WRITTEN REQUEST: Switch "shirt collar" to "jacket collar" in the listing lines between the one holding "Pretty please, detect the shirt" and the one holding "[193,384,229,476]", inclusive, and give those lines back with nothing else changed. Leave the pictures out of your answer.

INPUT:
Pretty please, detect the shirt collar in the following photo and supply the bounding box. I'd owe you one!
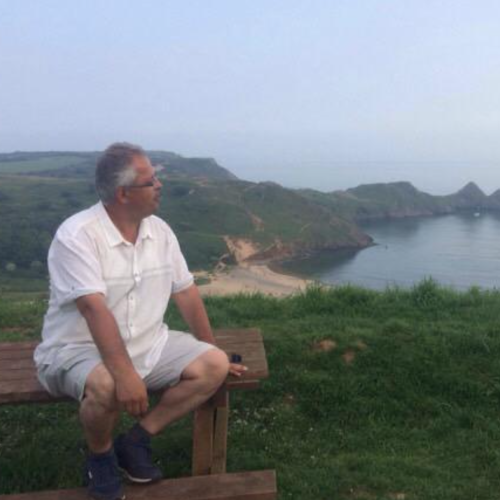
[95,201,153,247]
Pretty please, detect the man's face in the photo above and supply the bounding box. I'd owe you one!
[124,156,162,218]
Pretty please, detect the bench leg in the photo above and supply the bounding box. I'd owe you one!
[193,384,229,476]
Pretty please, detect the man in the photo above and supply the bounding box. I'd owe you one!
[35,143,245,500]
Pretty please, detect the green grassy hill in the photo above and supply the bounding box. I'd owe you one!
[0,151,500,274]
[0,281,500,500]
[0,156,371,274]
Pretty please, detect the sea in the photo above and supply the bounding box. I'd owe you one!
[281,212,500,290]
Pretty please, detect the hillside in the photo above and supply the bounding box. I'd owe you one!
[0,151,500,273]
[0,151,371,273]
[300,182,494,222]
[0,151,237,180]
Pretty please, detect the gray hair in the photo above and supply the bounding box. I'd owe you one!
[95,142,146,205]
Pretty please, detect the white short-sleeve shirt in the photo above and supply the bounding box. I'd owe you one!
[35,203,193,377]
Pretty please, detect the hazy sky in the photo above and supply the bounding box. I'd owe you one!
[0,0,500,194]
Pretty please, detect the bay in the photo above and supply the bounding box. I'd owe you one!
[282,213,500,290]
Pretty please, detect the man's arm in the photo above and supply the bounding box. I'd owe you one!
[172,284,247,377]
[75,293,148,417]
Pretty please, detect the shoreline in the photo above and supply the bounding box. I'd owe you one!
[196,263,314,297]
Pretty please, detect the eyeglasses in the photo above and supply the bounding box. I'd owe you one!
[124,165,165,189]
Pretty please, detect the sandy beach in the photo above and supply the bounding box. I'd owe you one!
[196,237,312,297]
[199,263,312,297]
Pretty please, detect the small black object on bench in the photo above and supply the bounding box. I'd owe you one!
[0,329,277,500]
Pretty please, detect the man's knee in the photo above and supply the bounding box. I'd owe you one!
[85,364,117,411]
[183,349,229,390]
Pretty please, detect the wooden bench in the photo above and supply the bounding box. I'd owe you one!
* * *
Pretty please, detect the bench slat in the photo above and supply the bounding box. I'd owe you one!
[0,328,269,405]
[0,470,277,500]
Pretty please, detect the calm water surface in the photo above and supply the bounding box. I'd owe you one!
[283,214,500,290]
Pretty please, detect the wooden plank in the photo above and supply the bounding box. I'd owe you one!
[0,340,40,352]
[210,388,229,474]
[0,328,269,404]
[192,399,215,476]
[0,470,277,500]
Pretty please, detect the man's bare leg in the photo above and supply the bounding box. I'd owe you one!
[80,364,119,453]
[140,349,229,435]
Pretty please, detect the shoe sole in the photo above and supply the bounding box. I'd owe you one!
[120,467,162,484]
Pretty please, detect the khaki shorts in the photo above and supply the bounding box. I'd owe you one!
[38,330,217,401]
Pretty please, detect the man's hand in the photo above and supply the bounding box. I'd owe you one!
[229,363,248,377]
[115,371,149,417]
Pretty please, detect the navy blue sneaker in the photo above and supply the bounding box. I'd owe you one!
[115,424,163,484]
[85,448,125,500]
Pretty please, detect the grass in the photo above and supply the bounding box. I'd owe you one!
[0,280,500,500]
...
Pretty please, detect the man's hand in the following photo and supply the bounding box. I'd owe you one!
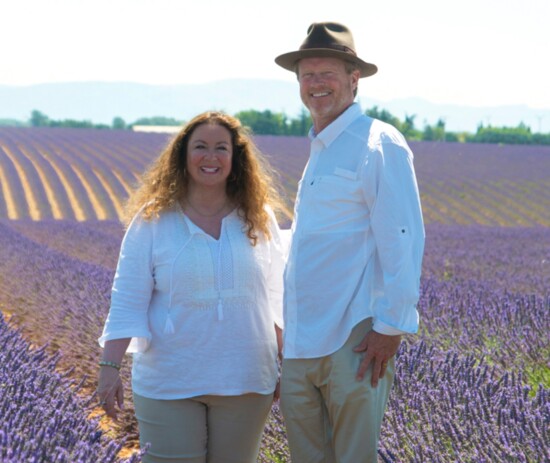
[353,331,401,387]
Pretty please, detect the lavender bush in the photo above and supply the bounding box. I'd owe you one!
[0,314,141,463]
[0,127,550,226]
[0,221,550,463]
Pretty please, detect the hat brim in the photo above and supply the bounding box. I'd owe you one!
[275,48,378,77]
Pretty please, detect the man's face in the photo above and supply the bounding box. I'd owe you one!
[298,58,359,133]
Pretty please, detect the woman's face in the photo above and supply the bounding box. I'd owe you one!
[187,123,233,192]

THE ANSWER:
Pretty please, detect the jacket collar in the following photo and supply the bounding box. I'd owe you one!
[95,201,153,247]
Pretty please, detect the man's face in the photo above and supply the bounding box. I'd owe you one!
[124,156,162,218]
Pretty please, detect the bench leg in the photo above and supply the bounding box. I'd owe you one!
[193,384,229,476]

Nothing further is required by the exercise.